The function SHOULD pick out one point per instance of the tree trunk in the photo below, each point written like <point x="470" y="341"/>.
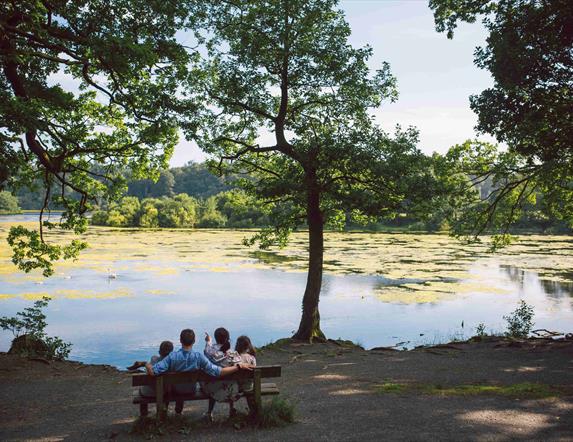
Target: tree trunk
<point x="309" y="327"/>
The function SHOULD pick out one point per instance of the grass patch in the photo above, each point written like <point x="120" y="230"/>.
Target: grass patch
<point x="390" y="387"/>
<point x="150" y="427"/>
<point x="524" y="390"/>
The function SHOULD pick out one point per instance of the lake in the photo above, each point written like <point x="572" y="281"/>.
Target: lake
<point x="134" y="288"/>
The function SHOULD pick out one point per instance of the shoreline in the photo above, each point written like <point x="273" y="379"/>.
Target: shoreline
<point x="522" y="390"/>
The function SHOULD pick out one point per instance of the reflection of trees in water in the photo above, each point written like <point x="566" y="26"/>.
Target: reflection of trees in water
<point x="552" y="289"/>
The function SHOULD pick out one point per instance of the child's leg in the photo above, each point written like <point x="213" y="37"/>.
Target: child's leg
<point x="232" y="410"/>
<point x="211" y="405"/>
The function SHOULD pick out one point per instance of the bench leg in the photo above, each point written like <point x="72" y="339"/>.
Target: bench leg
<point x="159" y="399"/>
<point x="258" y="403"/>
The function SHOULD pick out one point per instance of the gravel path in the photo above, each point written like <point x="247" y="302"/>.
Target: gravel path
<point x="335" y="391"/>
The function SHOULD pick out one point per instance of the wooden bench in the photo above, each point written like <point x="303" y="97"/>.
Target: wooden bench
<point x="164" y="391"/>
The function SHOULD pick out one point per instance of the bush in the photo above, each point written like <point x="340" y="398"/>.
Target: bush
<point x="520" y="321"/>
<point x="30" y="338"/>
<point x="8" y="203"/>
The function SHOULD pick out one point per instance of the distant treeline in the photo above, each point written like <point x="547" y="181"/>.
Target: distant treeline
<point x="232" y="208"/>
<point x="192" y="196"/>
<point x="194" y="179"/>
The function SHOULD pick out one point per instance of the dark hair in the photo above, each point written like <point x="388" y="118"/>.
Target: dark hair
<point x="223" y="338"/>
<point x="187" y="337"/>
<point x="165" y="348"/>
<point x="243" y="345"/>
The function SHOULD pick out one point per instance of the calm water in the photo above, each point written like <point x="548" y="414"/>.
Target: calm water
<point x="133" y="288"/>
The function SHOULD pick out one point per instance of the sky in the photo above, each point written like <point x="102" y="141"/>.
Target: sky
<point x="435" y="75"/>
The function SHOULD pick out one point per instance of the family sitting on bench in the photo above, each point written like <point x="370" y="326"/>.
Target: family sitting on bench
<point x="217" y="360"/>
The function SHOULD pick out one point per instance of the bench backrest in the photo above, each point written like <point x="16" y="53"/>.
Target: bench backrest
<point x="170" y="378"/>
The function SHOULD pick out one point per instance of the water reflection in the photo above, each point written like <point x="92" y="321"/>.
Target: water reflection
<point x="379" y="289"/>
<point x="552" y="289"/>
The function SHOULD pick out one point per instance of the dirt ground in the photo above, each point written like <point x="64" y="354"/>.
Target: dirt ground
<point x="336" y="390"/>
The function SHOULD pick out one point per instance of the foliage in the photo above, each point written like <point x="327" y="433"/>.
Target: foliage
<point x="87" y="92"/>
<point x="8" y="203"/>
<point x="210" y="215"/>
<point x="523" y="390"/>
<point x="529" y="107"/>
<point x="284" y="71"/>
<point x="232" y="208"/>
<point x="520" y="321"/>
<point x="32" y="322"/>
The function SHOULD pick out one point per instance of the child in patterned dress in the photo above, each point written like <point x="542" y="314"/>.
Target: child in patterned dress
<point x="221" y="354"/>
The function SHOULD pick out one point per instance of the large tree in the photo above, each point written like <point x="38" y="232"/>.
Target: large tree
<point x="87" y="89"/>
<point x="289" y="103"/>
<point x="529" y="53"/>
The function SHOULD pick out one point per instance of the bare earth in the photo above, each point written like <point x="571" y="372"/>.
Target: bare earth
<point x="335" y="391"/>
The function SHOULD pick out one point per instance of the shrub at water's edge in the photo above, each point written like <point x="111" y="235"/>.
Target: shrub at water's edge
<point x="9" y="204"/>
<point x="30" y="338"/>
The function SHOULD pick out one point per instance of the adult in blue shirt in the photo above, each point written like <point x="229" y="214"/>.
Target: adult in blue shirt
<point x="186" y="359"/>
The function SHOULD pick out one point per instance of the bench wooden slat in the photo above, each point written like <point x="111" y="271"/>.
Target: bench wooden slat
<point x="267" y="371"/>
<point x="268" y="389"/>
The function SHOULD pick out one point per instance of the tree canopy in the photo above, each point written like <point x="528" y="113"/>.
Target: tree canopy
<point x="87" y="88"/>
<point x="529" y="53"/>
<point x="288" y="103"/>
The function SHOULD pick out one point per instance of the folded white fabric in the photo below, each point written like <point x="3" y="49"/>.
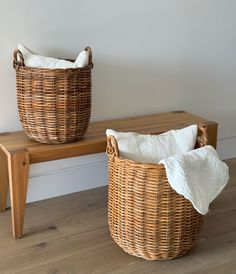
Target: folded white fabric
<point x="35" y="60"/>
<point x="152" y="148"/>
<point x="198" y="175"/>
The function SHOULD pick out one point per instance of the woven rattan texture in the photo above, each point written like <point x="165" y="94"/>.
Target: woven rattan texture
<point x="147" y="218"/>
<point x="54" y="104"/>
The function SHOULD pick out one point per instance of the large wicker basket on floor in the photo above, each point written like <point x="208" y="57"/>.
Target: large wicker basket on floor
<point x="54" y="104"/>
<point x="147" y="218"/>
━━━
* _What to produce_:
From the line that contains "of the woven" down to the last line of the listing above, repeat each line exactly, and include nothing else.

* _Answer to this problem_:
The function SHOULD pick out one point per instance of the woven rattan texture in the photo above, each point written like <point x="165" y="94"/>.
Target: woven rattan texture
<point x="147" y="218"/>
<point x="54" y="104"/>
The function SHOULD pick out one point per instance of the large wicker basket on floor in the photo above, each point written like <point x="208" y="57"/>.
Target: large wicker basket on floor
<point x="54" y="104"/>
<point x="147" y="218"/>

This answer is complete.